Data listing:
** begin **
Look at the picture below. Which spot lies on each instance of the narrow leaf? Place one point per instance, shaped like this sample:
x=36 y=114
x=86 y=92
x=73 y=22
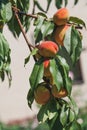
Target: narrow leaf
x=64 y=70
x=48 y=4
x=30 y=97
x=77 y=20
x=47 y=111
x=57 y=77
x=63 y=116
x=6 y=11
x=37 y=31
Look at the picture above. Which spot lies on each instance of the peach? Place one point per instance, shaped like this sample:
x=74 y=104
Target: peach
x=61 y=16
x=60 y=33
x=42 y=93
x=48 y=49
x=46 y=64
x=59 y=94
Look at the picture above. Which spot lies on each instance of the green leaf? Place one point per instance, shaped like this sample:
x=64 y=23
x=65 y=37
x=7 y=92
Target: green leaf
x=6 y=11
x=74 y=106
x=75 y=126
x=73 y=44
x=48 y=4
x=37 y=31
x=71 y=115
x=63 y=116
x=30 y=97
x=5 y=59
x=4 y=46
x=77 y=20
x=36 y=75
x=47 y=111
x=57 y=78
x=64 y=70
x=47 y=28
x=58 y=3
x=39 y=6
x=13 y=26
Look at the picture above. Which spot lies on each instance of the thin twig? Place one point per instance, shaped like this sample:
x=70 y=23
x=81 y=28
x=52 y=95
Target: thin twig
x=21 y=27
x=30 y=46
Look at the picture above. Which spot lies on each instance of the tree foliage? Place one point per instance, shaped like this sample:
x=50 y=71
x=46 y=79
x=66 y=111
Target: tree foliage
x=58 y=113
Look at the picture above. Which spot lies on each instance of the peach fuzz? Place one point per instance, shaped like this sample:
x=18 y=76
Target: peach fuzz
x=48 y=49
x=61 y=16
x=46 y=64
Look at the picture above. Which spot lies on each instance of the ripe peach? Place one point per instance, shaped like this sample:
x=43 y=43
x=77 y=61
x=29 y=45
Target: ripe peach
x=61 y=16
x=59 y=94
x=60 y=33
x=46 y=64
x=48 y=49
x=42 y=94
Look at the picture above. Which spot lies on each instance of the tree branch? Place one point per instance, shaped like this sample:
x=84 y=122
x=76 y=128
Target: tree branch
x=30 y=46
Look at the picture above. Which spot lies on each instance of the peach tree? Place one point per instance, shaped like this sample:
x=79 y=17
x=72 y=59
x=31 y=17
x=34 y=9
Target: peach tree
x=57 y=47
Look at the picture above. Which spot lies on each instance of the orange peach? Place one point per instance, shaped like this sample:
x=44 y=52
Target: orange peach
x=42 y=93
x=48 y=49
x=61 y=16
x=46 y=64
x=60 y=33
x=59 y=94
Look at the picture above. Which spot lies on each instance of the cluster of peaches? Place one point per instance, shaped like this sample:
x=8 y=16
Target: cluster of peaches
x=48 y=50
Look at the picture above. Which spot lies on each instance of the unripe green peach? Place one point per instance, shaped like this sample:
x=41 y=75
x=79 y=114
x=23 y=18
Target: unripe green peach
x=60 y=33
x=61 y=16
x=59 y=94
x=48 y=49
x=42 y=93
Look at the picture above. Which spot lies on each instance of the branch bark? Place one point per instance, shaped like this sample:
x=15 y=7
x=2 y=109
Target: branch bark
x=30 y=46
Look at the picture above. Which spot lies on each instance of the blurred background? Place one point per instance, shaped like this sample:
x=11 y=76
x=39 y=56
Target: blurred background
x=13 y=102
** end **
YOUR GOAL
Reproduce every item above word for word, leaving out the pictures.

REPLY TO THE EXERCISE
Look at the picture below. Which spot lies on each instance of the narrow leaf? Place one point per instance, shaped like this sample:
x=36 y=114
x=86 y=92
x=73 y=22
Target: narrow leaf
x=64 y=70
x=48 y=4
x=30 y=97
x=77 y=20
x=47 y=111
x=57 y=77
x=63 y=116
x=6 y=11
x=37 y=31
Look at the picture above. Which spot lies on each instance of the peach? Place one point per instance, shaped like this sample:
x=74 y=104
Target: peach
x=61 y=16
x=60 y=33
x=42 y=93
x=48 y=49
x=46 y=64
x=59 y=94
Look at the picture above. Which spot lies on each instance of the green leaf? Place one point per instance, shaped like this sample:
x=64 y=23
x=65 y=37
x=7 y=92
Target: green leaf
x=6 y=11
x=74 y=106
x=75 y=126
x=73 y=44
x=48 y=4
x=37 y=31
x=71 y=115
x=63 y=116
x=30 y=97
x=5 y=59
x=4 y=46
x=77 y=20
x=36 y=75
x=47 y=111
x=57 y=78
x=64 y=70
x=47 y=28
x=58 y=3
x=39 y=6
x=13 y=26
Look at the picture above. Which spot lies on each instance of the thin twig? Place one point per instance, shaped like this sample:
x=70 y=23
x=81 y=28
x=52 y=95
Target: thin twig
x=21 y=27
x=30 y=46
Look at the picture above. Which spot lies on each instance of the tree foliage? Place one point per instance, shaped like this sample:
x=50 y=71
x=46 y=79
x=66 y=111
Target: tree foliage
x=58 y=113
Look at the picture above. Which spot lies on each instance of the peach fuzz? Place one point per instance, shaped like this sample:
x=18 y=76
Target: peach fuzz
x=48 y=49
x=61 y=16
x=46 y=64
Look at the picture above. Which spot lies on each instance of the ripe peach? Place one point per instance, shaped like this sample:
x=43 y=43
x=77 y=61
x=29 y=45
Target: ripe peach
x=61 y=16
x=59 y=94
x=60 y=33
x=46 y=64
x=48 y=49
x=42 y=94
Look at the picture above. Which spot lies on each instance of the tree branch? Place one point per instance, shaped like this sample:
x=84 y=122
x=76 y=128
Target: tree branch
x=30 y=46
Look at the picture above. Which spot lies on each instance of the peach tree? Place one point per instance, shaped like this sample:
x=79 y=17
x=72 y=59
x=31 y=17
x=34 y=9
Target: peach tree
x=57 y=47
Look at the picture above. Which spot lies on each instance of the orange peach? Place one point per instance, shaped like this sample:
x=44 y=52
Target: orange peach
x=42 y=93
x=48 y=49
x=61 y=16
x=46 y=64
x=60 y=33
x=59 y=94
Look at the picture above. Which spot lies on each instance of the cluster of peaches? Place one point per instance, shaped like this sample:
x=8 y=16
Target: cluster of peaches
x=48 y=50
Look at the picture above. Which spot lies on each instance of the unripe green peach? Place one point per instance, shaped like this sample:
x=41 y=75
x=79 y=114
x=23 y=18
Target: unripe green peach
x=60 y=33
x=61 y=16
x=59 y=94
x=48 y=49
x=42 y=93
Look at the picture above. Which spot lies on each instance of the branch bark? Place one point per instance, shaped like this sample:
x=15 y=7
x=2 y=109
Target: branch bark
x=30 y=46
Look at the picture above. Which spot lies on each instance of the blurred background? Place one point per instance, shaped like this sample:
x=11 y=76
x=39 y=56
Target: blurred background
x=13 y=102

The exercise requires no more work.